Records for processing -
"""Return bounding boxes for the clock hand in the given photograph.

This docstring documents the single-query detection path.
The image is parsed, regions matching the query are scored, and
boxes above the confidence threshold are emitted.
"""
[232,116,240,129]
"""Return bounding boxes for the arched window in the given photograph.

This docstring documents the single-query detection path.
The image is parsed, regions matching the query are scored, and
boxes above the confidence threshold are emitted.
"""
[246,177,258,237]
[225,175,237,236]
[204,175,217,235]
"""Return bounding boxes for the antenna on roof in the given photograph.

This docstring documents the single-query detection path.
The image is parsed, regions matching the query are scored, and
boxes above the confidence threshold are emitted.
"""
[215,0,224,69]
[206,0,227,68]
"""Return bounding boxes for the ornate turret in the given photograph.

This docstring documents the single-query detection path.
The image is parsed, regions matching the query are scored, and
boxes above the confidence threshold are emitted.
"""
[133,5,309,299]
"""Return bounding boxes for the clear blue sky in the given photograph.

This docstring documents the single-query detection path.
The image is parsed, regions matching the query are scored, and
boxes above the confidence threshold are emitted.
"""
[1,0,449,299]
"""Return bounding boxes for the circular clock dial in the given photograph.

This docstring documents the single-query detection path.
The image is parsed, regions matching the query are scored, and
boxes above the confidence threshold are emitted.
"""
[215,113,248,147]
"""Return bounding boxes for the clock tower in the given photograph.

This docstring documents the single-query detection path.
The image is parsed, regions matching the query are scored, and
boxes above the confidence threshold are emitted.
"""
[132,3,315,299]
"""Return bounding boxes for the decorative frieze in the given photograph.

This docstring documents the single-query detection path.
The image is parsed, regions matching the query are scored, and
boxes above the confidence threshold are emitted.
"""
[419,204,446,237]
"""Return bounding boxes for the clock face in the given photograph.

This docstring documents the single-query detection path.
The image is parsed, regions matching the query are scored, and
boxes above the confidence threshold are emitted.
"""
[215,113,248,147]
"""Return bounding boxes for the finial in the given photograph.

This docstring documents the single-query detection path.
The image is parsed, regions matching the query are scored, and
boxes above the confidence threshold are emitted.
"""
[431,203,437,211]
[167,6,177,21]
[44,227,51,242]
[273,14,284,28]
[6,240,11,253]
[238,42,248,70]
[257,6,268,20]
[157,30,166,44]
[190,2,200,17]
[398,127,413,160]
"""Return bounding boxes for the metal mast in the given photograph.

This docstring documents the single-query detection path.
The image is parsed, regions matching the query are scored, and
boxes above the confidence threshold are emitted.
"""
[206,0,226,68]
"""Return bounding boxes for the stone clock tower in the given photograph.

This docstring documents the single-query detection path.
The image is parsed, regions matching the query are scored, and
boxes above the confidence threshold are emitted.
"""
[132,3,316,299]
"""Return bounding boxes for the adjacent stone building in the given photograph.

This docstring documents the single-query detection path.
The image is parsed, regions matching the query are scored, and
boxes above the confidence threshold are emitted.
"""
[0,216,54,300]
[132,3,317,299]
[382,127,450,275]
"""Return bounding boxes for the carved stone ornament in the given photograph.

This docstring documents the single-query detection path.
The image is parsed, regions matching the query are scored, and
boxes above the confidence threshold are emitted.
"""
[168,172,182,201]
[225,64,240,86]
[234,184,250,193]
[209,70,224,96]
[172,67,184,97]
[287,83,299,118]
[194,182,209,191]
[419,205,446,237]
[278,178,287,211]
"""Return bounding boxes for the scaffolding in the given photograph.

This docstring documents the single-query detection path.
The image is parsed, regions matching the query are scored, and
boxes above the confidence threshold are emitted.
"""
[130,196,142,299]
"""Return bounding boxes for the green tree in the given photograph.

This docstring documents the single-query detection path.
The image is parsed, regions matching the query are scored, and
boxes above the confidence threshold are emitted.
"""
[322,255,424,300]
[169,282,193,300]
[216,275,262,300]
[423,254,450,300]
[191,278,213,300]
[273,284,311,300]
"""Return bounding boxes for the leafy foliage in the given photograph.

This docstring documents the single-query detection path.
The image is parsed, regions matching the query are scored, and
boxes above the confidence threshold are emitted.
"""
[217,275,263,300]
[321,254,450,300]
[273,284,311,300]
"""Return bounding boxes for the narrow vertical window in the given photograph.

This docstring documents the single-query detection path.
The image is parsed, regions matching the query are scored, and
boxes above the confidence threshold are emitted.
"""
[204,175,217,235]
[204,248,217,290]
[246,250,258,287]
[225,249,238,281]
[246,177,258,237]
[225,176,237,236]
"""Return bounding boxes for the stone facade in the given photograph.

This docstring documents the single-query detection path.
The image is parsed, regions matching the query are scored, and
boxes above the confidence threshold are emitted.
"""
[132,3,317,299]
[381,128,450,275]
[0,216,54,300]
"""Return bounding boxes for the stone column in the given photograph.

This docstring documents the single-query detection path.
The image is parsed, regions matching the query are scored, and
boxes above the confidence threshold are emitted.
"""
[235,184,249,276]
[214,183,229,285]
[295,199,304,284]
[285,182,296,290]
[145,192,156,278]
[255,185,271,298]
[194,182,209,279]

Problem - Scan the entries above for the string "clock" and copy each line containing it.

Answer box -
"""Return bounding boxes for the clock hand in the given photograph.
"""Return bounding boxes for the circular clock dial in the given photograph.
"""Return bounding boxes for the clock tower in the given photograph.
"""Return bounding boxes for the clock face in the given photograph.
"""Return bounding boxes for the stone clock tower in the given photograph.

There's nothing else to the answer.